__CONSIGNES DE TRAVAIL__:
- A) Recopiez l'extrait sur les délais de prescription depuis « Première discrimination : le » jusqu'à « sens et d'équité. ».
- B) Rédigez la suite de l'extrait sur les délais de prescription en partant de sa dernière phrase.

Réunion du 17 novembre 2011 à 9h30
Délais de prescription prévus par la loi sur la liberté de la presse — Discussion d'une proposition de loi

Photo issue du site de l'Assemblée nationale ou de WikipediaCatherine Quéré :

Madame la présidente, monsieur le garde des sceaux, mes chers collègues, la présente proposition de loi vise à supprimer deux discriminations injustifiables que comporte notre droit en matière de répression des injures, diffamations et provocations à la discrimination, la haine et la violence.

Première discrimination : le délai de prescription de l'action pénale est d'un an pour les victimes de propos racistes ou xénophobes et il est de trois mois pour les victimes de propos sexistes, homophobes ou handiphobes. L'article 2 de la proposition de loi, qui vise à appliquer le délai d'un an dans les deux cas, est par conséquent une mesure de bon sens et d'équité.

L'article 1er propose quant à lui de mettre fin à une autre différence de traitement injustifiable qui concerne plus spécifiquement le délit de provocation à la discrimination, à la haine et à la violence.

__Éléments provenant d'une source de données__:
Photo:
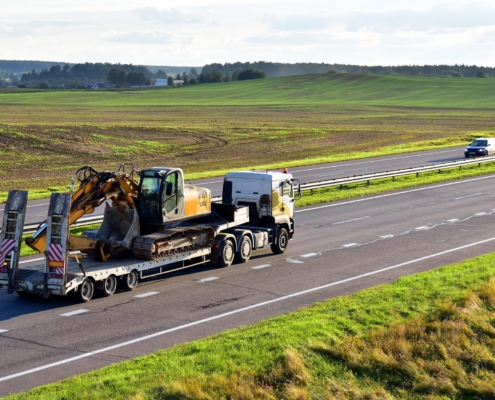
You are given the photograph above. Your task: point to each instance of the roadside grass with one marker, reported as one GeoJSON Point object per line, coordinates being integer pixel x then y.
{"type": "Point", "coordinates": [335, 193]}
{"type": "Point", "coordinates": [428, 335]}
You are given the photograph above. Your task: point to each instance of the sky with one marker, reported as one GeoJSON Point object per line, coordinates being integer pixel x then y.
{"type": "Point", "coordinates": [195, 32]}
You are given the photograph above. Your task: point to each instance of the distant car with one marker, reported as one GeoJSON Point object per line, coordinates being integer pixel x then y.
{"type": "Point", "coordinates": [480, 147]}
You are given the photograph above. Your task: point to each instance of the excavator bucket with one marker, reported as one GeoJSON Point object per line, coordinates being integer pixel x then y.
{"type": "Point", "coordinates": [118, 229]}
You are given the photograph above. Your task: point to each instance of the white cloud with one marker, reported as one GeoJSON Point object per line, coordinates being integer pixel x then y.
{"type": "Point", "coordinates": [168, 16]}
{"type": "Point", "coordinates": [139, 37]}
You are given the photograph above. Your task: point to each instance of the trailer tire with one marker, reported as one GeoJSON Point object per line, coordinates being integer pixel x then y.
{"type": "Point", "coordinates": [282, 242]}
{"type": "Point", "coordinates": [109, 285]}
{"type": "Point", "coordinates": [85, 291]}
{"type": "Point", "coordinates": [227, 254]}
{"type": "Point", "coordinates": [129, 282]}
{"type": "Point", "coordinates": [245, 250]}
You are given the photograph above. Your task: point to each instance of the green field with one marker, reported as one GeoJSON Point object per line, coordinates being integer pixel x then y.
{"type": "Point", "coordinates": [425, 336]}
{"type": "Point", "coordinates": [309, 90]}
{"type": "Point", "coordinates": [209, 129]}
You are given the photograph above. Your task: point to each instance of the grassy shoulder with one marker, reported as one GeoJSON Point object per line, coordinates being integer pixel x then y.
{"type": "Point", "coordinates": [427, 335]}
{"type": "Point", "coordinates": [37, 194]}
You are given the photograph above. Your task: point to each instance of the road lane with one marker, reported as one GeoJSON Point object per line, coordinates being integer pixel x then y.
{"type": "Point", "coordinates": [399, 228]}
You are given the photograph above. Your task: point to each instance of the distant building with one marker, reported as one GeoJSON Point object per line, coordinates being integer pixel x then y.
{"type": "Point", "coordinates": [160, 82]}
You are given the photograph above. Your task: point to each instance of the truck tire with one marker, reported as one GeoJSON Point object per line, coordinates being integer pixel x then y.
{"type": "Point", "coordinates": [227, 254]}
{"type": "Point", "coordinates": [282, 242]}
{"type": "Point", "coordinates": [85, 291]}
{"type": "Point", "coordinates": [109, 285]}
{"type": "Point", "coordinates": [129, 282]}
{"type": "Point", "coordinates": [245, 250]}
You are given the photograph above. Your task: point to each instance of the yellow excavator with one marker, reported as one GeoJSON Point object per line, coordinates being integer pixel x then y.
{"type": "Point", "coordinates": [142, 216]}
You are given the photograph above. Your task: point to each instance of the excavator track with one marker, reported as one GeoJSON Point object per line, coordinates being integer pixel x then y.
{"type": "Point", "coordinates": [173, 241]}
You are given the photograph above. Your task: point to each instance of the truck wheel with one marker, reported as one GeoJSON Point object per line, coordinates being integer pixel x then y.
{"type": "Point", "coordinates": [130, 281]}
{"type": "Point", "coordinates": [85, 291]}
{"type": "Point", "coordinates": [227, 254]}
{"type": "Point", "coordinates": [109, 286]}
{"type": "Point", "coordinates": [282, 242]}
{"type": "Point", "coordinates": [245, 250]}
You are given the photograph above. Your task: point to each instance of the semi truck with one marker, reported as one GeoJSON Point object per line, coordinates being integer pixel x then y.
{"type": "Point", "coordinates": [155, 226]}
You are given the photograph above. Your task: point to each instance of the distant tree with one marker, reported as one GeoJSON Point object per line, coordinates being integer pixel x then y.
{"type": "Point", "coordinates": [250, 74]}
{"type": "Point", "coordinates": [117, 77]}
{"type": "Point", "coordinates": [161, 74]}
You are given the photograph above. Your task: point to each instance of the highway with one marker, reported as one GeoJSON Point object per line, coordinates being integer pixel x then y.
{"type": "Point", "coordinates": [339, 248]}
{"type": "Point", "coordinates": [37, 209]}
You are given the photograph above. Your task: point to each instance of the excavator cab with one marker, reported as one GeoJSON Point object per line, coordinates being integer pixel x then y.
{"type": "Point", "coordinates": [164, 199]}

__RÉPONSES AUX CONSIGNES__:
- A)
Première discrimination : le délai de prescription de l'action pénale est d'un an pour les victimes de propos racistes ou xénophobes et il est de trois mois pour les victimes de propos sexistes, homophobes ou handiphobes. L'article 2 de la proposition de loi, qui vise à appliquer le délai d'un an dans les deux cas, est par conséquent une mesure de bon sens et d'équité.

- B)
Alors que la loi sanctionne les provocations à toute forme de discrimination à caractère raciste, xénophobe ou religieux, seules les provocations à certaines discriminations à caractère sexiste, homophobe ou handiphobe, limitativement énumérées, sont réprimées. Ainsi, inciter des individus à refuser l'entrée de leur domicile aux personnes d'une nationalité déterminée est punissable alors que la même provocation concernant des personnes handicapées ne l'est pas. De même, les provocations aux discriminations en matière de rémunération sont réprimées dans un cas, mais pas dans l'autre.

Une telle différence de traitement est clairement contraire à deux principes constitutionnels : celui de l'égalité devant la loi et celui de l'intelligibilité de la loi.

La jurisprudence du Conseil constitutionnel sur le principe d'égalité est constante et ferme. Les dérogations à ce principe doivent être justifiées soit par un motif d'intérêt général, soit par une différence objective de situation.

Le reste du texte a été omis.